> **任务列表**
1. 摘录中的典型用法代码在query_result之后依次调用了哪些方法?按出现顺序列出全部方法名。
2. 请一字不改地照录摘录中从“查看位于org.apache.spark.sql.str”起至“this.outputMode = InternalOutputModes(outputMode)”止的那段文字。

Spark 2.0引入了更高级别的新的流处理API,叫做Structured Streaming[结构化流]。本文通过Spark的源代码来理解具体的Structured Streaming的执行过程。本文使用的是Spark 2.4.0的源代码。Structured Streaming相关的源代码存在于sql文件夹中。

我们先给出一个典型的使用Structured Streaming API的方式:

val q = query_result
   .writeStream
   .outputMode("append")
   .format("console")
   .trigger(Trigger.ProcessingTime(100, TimeUnit.MILLISECONDS))
   .start()

首先query_result的类型是org.apache.spark.sql.DataFrame,而通过查看位于org.apache.spark.sqlpackage.scala文件,我们发现

//org.apache.spark.sql.DataFrame

type DataFrame = Dataset[Row]

在同样位于org.apache.spark.sqlDataset.scala中,我们找到了writeStream方法,该方法新建并返回一个DataStreamWriter

// org.apache.spark.sql.Dataset

@InterfaceStability.Evolving
def writeStream: DataStreamWriter[T] = {
   if (!isStreaming) {
   logicalPlan.failAnalysis(
      "'writeStream' can be called only on streaming Dataset/DataFrame")
   }
   new DataStreamWriter[T](this)
}

查看位于org.apache.spark.sql.streaming中的DataStreamWriter.scala可知,其outputMode(),format()以及trigger()都属于setter方法,也就是为类的属性传值。

//org.apache.spark.sql.streaming.DataStreamWriter

final class DataStreamWriter[T] private[sql](ds: Dataset[T]) {
   ...
   
   def outputMode(outputMode: String): DataStreamWriter[T] = {
      this.outputMode = InternalOutputModes(outputMode)
      this
   }

   def format(source: String): DataStreamWriter[T] = {
      this.source = source
      this
   }

   def trigger(trigger: Trigger): DataStreamWriter[T] = {
      this.trigger = trigger
      this
   }

   ...
}

而最后的start()函数调用,则最为关键,它会启动所有关于query_result的定义好的计算。DataStreamWriter.scala中的start()函数相对复杂,但是核心逻辑都是配置并启动df.sparkSession.sessionState.streamingQueryManager.startQuery()

//org.apache.spark.sql.streaming.DataStreamWriter

def start(): StreamingQuery = {
    if (source.toLowerCase(Locale.ROOT) == DDLUtils.HIVE_PROVIDER) {
      throw new AnalysisException("Hive data source can only be used with tables, you can not " +
        "write files of Hive data source directly.")
    }

    if (source == "memory") {
      ...

> **数据条目**
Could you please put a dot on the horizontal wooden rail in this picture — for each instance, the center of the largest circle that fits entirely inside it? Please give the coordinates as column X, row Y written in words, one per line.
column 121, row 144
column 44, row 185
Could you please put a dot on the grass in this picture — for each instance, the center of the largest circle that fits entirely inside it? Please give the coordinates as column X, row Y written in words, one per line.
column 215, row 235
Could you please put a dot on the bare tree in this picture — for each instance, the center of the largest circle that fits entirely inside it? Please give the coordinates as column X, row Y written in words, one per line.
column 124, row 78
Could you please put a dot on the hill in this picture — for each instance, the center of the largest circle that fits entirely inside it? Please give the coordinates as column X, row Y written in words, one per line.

> **逐项答案**
1. writeStream、outputMode、format、trigger、start

2.
查看位于org.apache.spark.sql.streaming中的DataStreamWriter.scala可知,其outputMode(),format()以及trigger()都属于setter方法,也就是为类的属性传值。

//org.apache.spark.sql.streaming.DataStreamWriter

final class DataStreamWriter[T] private[sql](ds: Dataset[T]) {
   ...
   
   def outputMode(outputMode: String): DataStreamWriter[T] = {
      this.outputMode = InternalOutputModes(outputMode)